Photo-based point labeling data
※

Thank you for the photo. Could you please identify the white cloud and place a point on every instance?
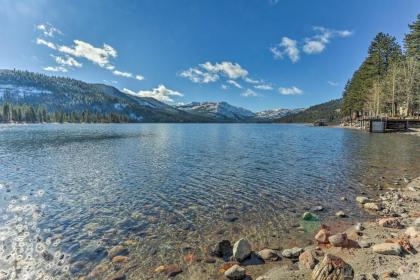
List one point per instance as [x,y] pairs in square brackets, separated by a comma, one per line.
[48,30]
[99,56]
[234,83]
[122,74]
[318,42]
[263,87]
[313,47]
[51,45]
[55,69]
[160,93]
[290,91]
[251,81]
[287,47]
[227,68]
[67,61]
[195,75]
[249,93]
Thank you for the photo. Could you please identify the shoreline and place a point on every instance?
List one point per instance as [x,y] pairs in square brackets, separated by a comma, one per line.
[397,226]
[386,246]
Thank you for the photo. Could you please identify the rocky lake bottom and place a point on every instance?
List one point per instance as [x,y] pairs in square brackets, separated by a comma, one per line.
[76,196]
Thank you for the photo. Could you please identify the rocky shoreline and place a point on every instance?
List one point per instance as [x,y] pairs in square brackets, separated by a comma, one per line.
[385,248]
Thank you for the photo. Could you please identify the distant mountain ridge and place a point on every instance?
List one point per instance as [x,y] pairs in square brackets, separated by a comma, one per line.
[329,111]
[275,114]
[70,96]
[221,111]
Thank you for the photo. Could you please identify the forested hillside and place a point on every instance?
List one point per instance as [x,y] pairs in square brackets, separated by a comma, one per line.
[32,97]
[387,84]
[328,111]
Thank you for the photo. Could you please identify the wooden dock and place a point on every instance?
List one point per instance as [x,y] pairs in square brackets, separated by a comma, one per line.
[390,125]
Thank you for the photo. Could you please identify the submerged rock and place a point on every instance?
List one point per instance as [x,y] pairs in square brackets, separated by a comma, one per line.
[362,199]
[120,259]
[332,268]
[317,208]
[235,272]
[412,232]
[372,206]
[390,223]
[387,249]
[292,253]
[308,216]
[307,259]
[341,214]
[338,240]
[359,227]
[222,249]
[268,255]
[171,270]
[241,249]
[323,235]
[363,244]
[118,250]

※

### What the task requires
Exclude every picture and copy the remaining data exactly.

### Answer for the task
Thank you for the photo. Could you please identify the white cloud and place a point on every instance?
List one point per instance as [x,y] pairs in square brackets, separated by a comma, one per line.
[48,30]
[99,56]
[234,83]
[122,74]
[318,42]
[263,87]
[313,47]
[51,45]
[55,69]
[160,93]
[290,91]
[251,81]
[287,47]
[227,68]
[67,61]
[195,75]
[249,93]
Thank you for the photo. Could you please identify the shoreline and place a point on every instance?
List one point per instance as [x,y] pairs in square brackets, separated by a comma, one per line.
[397,226]
[386,246]
Thank you for the photo. Could you please identify the rocky lake bottom and place a point on every instance?
List one point per instance as [x,y] pairs in square brackets, separated by a comma, one per line.
[76,196]
Thank you for the photo. Could you please identify the rocky shoreline and place a point on every instance?
List one point per instance as [x,y] pairs in square brackets, separated by a comma, one per line.
[385,248]
Thank you for the photo. Could you please identify the distant mountain ridge and place a point on every instance?
List one point per instance as [x,y] pairs in square brackets, separated by a comma, one per line.
[329,111]
[275,114]
[70,96]
[221,111]
Thank you for the photo. Could you please identify the forested hillside and place a point on every instance?
List one point per instance as [x,y] pairs in square brackets, separated by a comma, one per line.
[32,97]
[387,84]
[328,111]
Thank you for the photo. Could you please identify the wooden dock and place a point on every instance?
List one point per instance as [x,y] pairs in square brackets, separated by a comma, one per line.
[390,125]
Thank you for the photo. Could you please identify the submerged rock and place a point on every instance?
List one point per instance as [x,y] pairs in square brackets, separated by a comma, one per line.
[362,199]
[120,259]
[332,268]
[317,208]
[235,272]
[412,232]
[372,206]
[390,223]
[387,249]
[292,253]
[308,216]
[307,259]
[341,214]
[338,240]
[359,227]
[222,249]
[268,255]
[171,270]
[241,249]
[323,235]
[363,244]
[118,250]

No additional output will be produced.